[Region labeling entries]
-.-.-

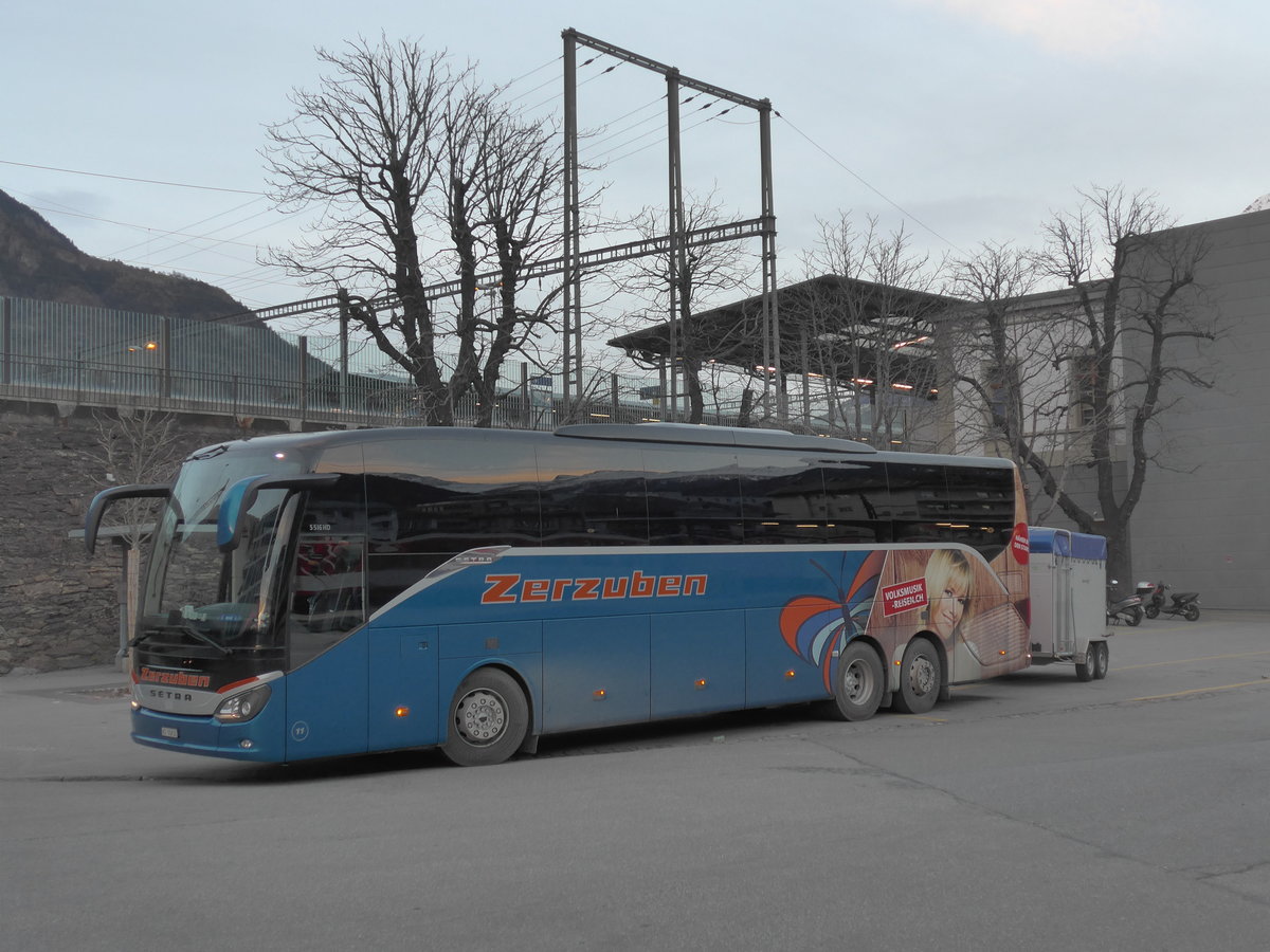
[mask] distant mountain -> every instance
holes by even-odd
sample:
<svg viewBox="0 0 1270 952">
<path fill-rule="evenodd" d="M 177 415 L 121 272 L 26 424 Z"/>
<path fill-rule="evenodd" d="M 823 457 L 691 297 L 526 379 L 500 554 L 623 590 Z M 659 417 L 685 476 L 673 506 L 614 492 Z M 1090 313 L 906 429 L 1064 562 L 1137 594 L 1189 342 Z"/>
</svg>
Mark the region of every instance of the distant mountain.
<svg viewBox="0 0 1270 952">
<path fill-rule="evenodd" d="M 1259 198 L 1247 208 L 1245 208 L 1243 213 L 1247 215 L 1248 212 L 1264 212 L 1267 208 L 1270 208 L 1270 193 L 1261 195 L 1261 198 Z"/>
<path fill-rule="evenodd" d="M 0 190 L 0 297 L 207 320 L 246 311 L 221 288 L 182 274 L 80 251 L 37 212 Z"/>
</svg>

-.-.-

→ Set task
Format all of the lines above as a numbered list, omitting any blank lines and leaving the pictures out.

→ Full output
1. [mask] distant mountain -> every instance
2. holes by even-odd
3. sample:
4. <svg viewBox="0 0 1270 952">
5. <path fill-rule="evenodd" d="M 177 415 L 121 272 L 26 424 Z"/>
6. <path fill-rule="evenodd" d="M 823 457 L 691 297 L 526 379 L 500 554 L 623 590 Z M 659 417 L 685 476 L 673 506 L 614 492 Z M 1090 313 L 906 429 L 1064 562 L 1137 594 L 1189 342 Z"/>
7. </svg>
8. Mark the region of every instance of the distant mountain.
9. <svg viewBox="0 0 1270 952">
10. <path fill-rule="evenodd" d="M 1259 198 L 1247 208 L 1245 208 L 1243 213 L 1247 215 L 1248 212 L 1264 212 L 1267 208 L 1270 208 L 1270 193 L 1261 195 L 1261 198 Z"/>
11. <path fill-rule="evenodd" d="M 0 190 L 0 297 L 207 320 L 246 311 L 221 288 L 182 274 L 80 251 L 37 212 Z"/>
12. </svg>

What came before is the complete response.